* [选文]

论元代词语的衰落_朝代更迭论文

论元代词语的衰落_朝代更迭论文

“词衰于元”辨,本文主要内容关键词为:,此文献不代表本站观点,内容供学术参考,文章仅供参考阅读下载。

[中图分类号]I207.23 [文献标识码]A [文章编号]1008—942X (1999)04—0105—07

词在唐宋本是一种特殊的音乐文艺形式,但入元以后,已丢失其部分音乐功能,同诗一样,成为文人的书面文学和案头读物,为此,元代向被看作是词的衰落期,对元词的历史定位集中地反映在“词衰于元”这个命题上。然而,这个命题并不能全面而真实地体现元词的特有价值和历史地位。本文就此展开分析,或有助于对元词进行准确客观的定位。

* [数据摘录]

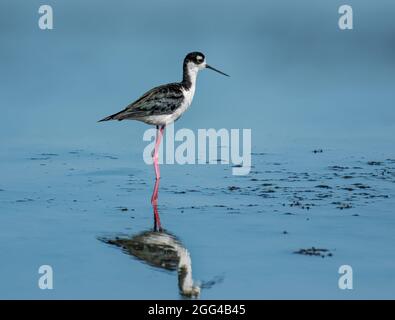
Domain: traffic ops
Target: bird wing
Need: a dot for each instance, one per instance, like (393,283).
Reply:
(158,101)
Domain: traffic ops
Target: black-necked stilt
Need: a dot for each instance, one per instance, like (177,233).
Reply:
(165,104)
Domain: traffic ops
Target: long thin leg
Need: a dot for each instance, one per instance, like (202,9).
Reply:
(159,134)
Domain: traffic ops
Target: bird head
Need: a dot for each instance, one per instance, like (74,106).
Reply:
(196,61)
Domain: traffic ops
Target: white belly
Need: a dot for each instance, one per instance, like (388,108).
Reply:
(163,120)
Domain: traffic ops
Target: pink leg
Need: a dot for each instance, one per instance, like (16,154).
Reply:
(154,201)
(159,133)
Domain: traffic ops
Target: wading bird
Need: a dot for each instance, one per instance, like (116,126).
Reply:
(165,104)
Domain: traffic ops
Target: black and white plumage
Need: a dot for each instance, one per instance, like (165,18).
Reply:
(165,104)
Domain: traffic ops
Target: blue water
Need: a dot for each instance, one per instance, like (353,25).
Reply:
(297,81)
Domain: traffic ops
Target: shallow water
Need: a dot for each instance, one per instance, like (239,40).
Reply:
(241,232)
(75,194)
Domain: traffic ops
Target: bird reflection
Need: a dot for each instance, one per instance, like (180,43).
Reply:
(161,249)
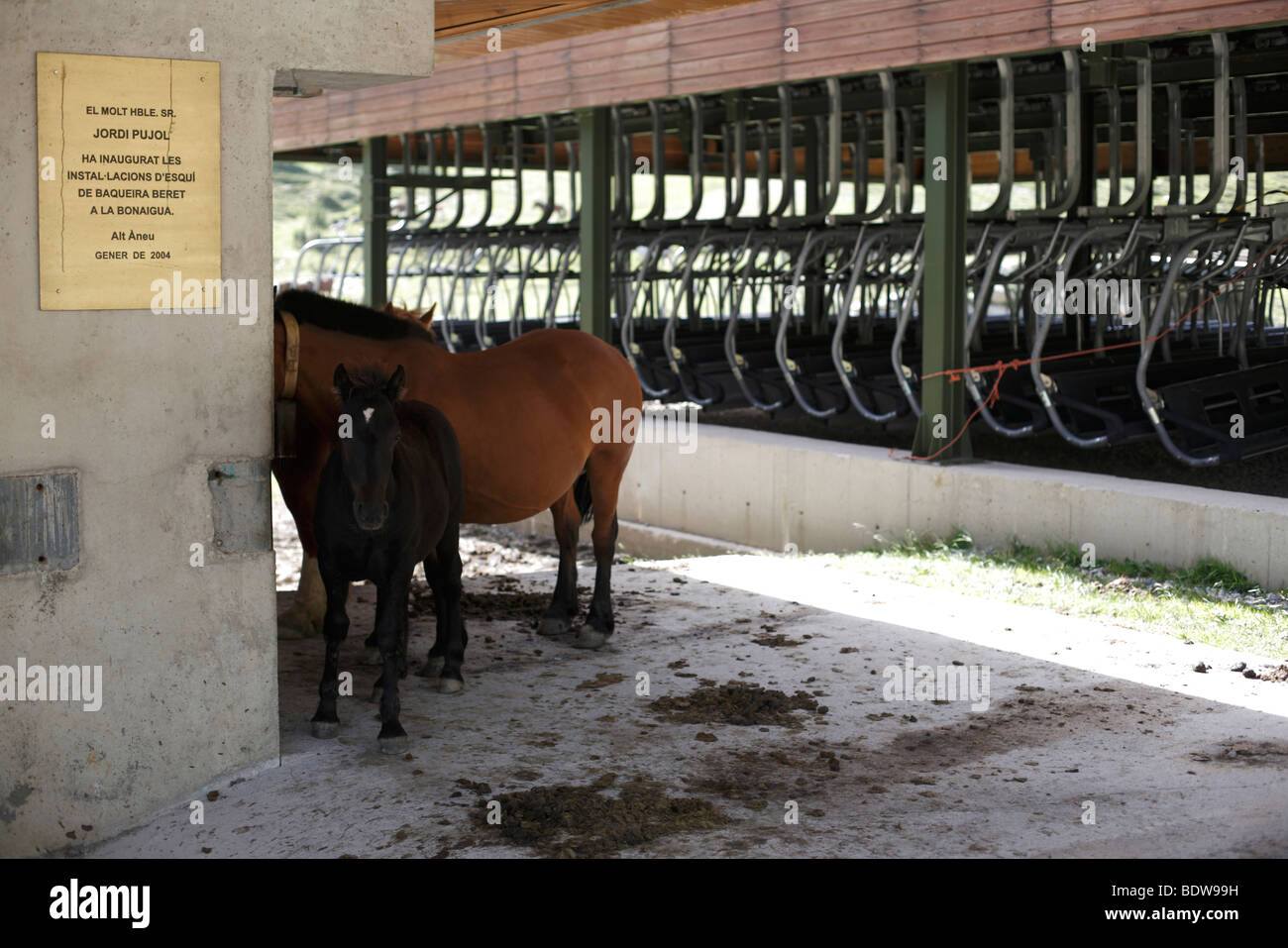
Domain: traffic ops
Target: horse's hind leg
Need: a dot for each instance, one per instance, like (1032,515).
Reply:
(335,626)
(391,600)
(563,608)
(443,572)
(605,474)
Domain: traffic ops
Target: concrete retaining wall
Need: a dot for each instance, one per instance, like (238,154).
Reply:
(767,491)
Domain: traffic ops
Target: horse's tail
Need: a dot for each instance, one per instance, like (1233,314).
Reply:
(581,493)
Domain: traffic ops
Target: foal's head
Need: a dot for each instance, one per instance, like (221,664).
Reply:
(368,453)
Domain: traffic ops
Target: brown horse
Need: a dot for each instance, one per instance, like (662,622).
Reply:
(524,416)
(424,317)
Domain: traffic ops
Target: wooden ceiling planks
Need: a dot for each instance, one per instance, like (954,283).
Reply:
(716,50)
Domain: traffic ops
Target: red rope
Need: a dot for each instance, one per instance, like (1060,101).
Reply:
(1004,368)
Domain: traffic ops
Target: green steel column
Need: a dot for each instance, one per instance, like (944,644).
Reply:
(375,222)
(595,166)
(943,344)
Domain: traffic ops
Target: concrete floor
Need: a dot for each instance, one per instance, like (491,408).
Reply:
(1176,763)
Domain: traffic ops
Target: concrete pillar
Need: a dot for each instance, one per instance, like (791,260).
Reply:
(163,432)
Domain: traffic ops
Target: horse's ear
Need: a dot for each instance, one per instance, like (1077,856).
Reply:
(343,385)
(397,384)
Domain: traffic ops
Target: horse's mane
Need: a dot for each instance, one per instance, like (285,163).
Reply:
(339,316)
(369,376)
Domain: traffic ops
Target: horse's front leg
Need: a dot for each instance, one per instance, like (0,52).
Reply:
(391,599)
(335,626)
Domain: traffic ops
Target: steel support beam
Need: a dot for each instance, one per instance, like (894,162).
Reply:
(375,222)
(595,166)
(943,342)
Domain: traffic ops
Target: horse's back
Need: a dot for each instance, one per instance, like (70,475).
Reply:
(425,423)
(572,357)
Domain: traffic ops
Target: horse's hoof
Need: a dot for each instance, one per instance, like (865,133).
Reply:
(589,638)
(393,745)
(553,625)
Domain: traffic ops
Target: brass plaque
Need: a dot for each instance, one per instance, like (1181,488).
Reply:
(129,181)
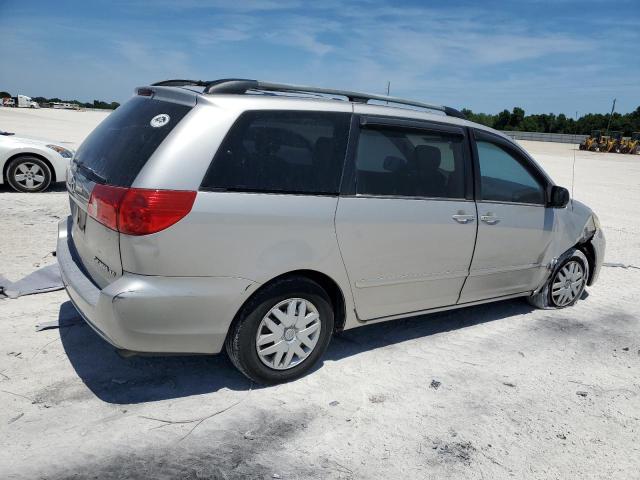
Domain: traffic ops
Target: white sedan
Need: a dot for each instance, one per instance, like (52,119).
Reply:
(29,165)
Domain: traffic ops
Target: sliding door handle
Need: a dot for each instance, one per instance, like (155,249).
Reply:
(462,218)
(489,219)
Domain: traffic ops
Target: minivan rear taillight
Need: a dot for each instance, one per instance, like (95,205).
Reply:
(138,211)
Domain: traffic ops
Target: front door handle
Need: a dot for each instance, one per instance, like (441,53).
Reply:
(463,218)
(489,218)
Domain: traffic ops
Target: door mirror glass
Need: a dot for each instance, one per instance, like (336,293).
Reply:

* [练习任务]
**A)** 据选文,词入元以后同诗一样成为了什么?
**B)** 根据选文,用一到三句话说明元代为何一向被看作词的衰落期。

* [参考答案]
**A)** 成为文人的书面文学和案头读物。

**B)** 词在唐宋本是一种特殊的音乐文艺形式,入元以后已丢失部分音乐功能,同诗一样成为文人的书面文学和案头读物。因此,元代向被看作词的衰落期。